• [PROBLEM DESCRIPTION]
Repeat the listing in full, exactly as it stands.

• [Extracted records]
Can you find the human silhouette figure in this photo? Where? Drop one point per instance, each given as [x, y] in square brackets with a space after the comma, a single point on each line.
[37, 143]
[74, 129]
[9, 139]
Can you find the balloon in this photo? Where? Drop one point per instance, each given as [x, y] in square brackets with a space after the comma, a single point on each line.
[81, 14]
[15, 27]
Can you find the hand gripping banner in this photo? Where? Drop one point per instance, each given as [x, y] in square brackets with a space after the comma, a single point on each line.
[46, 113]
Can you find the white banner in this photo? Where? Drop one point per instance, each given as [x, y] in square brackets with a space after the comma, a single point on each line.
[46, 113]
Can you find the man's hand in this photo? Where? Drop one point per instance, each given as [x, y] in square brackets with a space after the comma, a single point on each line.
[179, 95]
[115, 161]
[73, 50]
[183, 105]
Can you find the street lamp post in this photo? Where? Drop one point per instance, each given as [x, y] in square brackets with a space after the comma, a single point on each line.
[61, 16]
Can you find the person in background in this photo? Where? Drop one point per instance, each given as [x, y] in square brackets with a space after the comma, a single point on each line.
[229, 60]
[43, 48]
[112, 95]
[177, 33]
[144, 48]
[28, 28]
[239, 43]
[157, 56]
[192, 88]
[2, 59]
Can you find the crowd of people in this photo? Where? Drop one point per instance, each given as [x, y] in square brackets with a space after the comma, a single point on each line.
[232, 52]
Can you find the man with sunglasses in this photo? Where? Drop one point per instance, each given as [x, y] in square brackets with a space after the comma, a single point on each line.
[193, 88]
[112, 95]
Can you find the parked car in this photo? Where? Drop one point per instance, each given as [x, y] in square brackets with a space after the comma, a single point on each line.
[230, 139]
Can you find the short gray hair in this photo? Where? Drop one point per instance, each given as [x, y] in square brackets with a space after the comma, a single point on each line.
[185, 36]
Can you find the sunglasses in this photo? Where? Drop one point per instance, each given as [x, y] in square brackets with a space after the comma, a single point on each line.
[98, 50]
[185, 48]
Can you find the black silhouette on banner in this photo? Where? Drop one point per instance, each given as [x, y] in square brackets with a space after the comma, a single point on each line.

• [THE OUTPUT]
Can you find the human silhouette figure in this photo? Where? Drop one point per instance, each given as [x, y] in square brackets with a space after the comma, a single point on each line.
[37, 143]
[74, 129]
[9, 139]
Can you find the balloon in this photo? Where? Drop one point per instance, each given as [x, y] in square brackets with a space after the comma, a single point on each line.
[81, 14]
[15, 27]
Can you find the hand gripping banner in this photo? Where? Drop one point per instance, each given as [x, y] in square brackets with a space after the comma, a single point on each line.
[46, 113]
Can you find the white banner in this photo? Where? Drop one point per instance, each given as [x, y] in square brackets with a space after the comma, a single point on each line.
[46, 113]
Can you find the man's hand in this photo? Where? Drop one point per instance, each given as [x, y] in square brackets with a space after the comma, a single point on each line.
[179, 95]
[115, 161]
[73, 50]
[183, 105]
Can you find the street lamp post in this photo? Where? Drop one point per instance, each given as [x, y] in square brackets with a space after the comma, a single point on each line.
[61, 16]
Can you find the person in background in this photo? Where? Drop one point per instance, each given as [x, y] in square brackets with a space after the comma, a single point on each line.
[229, 60]
[43, 48]
[112, 95]
[177, 33]
[144, 48]
[28, 28]
[239, 43]
[157, 56]
[192, 88]
[2, 59]
Can you find the crowd of people in this photo? Where? Drop one point per instance, each given as [x, y] in square brackets with a space after the comma, a single point on each line.
[232, 52]
Can you find the man with sunglasses in this photo? Where? Drop one point per instance, each given as [x, y] in square brackets with a space after the comma, a single point on each line.
[193, 88]
[112, 95]
Can you find the parked car in this photo? Where? Drop one point per instance, each given as [x, y] in square brackets with a space after the comma, a single point on each line.
[230, 139]
Can you find the short gray hair in this photo? Where? Drop one point per instance, each given as [x, y] in square brackets with a space after the comma, a single point on each line.
[185, 36]
Can you find the sunglasses in this photo? Where? Drop one point per instance, each given as [x, y] in square brackets with a space after the comma, a single point on each line.
[98, 50]
[185, 48]
Can you find the black silhouette on banner in this photo? Where? Drop one point per instance, each given as [x, y] in square brackets with a space after the comma, a single point on each line.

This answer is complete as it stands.